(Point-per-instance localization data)
>>>>>
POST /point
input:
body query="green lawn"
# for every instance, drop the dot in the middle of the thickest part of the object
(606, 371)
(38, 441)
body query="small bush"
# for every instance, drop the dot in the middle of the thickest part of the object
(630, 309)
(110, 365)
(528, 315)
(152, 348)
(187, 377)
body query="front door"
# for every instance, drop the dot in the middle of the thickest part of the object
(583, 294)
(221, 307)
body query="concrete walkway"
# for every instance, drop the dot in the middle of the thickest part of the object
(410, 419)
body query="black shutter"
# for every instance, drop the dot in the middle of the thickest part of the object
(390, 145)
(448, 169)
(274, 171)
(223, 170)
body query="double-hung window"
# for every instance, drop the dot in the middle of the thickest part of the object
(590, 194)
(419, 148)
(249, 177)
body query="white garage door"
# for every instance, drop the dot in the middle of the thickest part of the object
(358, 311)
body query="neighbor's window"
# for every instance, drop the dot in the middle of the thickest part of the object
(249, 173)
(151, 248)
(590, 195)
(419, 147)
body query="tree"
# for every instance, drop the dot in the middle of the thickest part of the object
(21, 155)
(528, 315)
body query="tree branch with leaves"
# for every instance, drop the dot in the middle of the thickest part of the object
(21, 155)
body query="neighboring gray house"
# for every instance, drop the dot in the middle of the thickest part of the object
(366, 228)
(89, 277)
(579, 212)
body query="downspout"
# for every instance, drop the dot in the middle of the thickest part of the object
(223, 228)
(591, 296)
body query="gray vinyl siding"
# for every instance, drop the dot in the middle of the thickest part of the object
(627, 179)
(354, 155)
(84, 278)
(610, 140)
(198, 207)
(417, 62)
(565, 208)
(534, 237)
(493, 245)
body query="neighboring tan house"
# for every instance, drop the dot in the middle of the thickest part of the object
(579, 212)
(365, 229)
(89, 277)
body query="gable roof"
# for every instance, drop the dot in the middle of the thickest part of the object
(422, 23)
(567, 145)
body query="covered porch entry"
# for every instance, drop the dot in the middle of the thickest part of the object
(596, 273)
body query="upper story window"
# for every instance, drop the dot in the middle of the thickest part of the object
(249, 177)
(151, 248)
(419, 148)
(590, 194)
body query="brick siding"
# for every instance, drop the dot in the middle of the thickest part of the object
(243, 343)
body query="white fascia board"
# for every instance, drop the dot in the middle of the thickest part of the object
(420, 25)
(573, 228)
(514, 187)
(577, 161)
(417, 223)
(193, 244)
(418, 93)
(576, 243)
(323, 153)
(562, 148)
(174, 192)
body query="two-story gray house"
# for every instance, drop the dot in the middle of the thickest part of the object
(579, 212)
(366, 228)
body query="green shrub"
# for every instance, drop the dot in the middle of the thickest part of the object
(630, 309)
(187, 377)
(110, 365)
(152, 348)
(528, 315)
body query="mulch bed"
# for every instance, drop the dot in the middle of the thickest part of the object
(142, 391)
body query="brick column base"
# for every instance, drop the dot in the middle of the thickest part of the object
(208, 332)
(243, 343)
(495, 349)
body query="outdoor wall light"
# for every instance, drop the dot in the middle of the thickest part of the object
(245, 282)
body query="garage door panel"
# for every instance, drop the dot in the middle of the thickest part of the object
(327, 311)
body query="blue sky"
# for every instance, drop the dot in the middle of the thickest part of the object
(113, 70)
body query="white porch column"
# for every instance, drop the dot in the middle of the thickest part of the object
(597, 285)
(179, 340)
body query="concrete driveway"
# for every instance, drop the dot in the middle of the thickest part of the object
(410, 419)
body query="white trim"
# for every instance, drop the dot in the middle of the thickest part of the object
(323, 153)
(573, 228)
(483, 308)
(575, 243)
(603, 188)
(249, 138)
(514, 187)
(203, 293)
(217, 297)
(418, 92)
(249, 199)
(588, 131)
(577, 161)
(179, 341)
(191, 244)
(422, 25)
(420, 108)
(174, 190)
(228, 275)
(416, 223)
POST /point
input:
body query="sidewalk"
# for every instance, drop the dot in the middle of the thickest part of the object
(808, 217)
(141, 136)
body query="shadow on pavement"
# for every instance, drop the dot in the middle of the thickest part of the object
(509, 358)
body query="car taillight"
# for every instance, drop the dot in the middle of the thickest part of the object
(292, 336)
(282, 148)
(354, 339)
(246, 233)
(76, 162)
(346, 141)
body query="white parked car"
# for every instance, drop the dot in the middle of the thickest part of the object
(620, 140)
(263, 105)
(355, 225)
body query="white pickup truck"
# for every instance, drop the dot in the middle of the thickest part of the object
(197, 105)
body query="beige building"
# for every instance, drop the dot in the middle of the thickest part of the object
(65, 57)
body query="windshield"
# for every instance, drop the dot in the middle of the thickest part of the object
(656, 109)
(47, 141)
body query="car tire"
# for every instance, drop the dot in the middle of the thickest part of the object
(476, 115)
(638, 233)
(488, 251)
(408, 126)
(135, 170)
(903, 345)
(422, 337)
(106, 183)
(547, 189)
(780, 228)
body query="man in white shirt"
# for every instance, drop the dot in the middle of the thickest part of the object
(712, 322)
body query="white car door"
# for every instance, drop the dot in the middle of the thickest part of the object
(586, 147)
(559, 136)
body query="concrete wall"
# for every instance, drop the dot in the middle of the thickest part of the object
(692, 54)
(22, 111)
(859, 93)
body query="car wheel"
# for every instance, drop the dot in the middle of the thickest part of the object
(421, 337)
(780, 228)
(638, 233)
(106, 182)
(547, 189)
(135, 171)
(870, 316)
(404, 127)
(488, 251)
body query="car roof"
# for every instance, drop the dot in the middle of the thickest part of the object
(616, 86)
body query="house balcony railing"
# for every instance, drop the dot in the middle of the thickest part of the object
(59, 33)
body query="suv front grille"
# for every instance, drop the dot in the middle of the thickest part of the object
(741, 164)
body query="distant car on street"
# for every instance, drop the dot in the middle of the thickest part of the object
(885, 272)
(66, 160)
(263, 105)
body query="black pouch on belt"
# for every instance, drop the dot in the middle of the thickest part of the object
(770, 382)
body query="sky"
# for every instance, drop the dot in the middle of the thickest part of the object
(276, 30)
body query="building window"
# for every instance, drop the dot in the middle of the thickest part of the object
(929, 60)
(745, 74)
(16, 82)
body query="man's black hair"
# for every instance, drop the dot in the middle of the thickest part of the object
<<<<<
Exercise requirements :: The answer is a bare number: how many lines of the records contain the string "garage"?

Result :: 2